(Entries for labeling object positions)

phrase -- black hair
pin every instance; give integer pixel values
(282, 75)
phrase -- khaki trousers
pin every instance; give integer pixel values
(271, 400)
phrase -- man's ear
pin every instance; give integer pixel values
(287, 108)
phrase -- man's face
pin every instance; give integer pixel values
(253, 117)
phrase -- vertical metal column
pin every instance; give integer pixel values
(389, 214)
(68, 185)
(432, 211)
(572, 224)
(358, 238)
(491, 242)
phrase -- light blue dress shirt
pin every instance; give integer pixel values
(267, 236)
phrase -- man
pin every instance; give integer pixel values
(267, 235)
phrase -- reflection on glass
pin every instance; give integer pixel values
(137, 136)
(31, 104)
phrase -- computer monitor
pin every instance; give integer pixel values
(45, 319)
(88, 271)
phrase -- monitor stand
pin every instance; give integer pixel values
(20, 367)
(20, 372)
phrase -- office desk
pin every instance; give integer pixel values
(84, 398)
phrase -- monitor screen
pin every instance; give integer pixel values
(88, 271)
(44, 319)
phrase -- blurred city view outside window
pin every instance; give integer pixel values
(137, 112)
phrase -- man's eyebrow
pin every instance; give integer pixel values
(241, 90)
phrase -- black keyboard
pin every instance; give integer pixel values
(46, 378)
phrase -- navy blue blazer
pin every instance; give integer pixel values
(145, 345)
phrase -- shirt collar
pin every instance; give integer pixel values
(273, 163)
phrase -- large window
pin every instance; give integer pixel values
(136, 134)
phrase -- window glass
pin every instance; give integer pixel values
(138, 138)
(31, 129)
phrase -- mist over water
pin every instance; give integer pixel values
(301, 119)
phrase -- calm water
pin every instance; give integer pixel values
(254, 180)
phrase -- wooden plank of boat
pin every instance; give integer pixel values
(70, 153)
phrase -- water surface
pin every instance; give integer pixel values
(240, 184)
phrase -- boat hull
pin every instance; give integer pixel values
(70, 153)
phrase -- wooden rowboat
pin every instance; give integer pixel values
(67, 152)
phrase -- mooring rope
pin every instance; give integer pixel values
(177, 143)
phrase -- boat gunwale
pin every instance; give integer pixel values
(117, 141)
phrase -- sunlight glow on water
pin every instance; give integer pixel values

Exercise requirements =
Starting at the line containing "phrase -- boat gunwale" and ending at the final line of the data, turn those lines into a numbered list, skipping any blank lines.

Complete output =
1. phrase -- boat gunwale
2. pin every instance; give integer pixel values
3. (117, 141)
4. phrase -- sunlight glow on water
5. pin every instance; give integer pixel values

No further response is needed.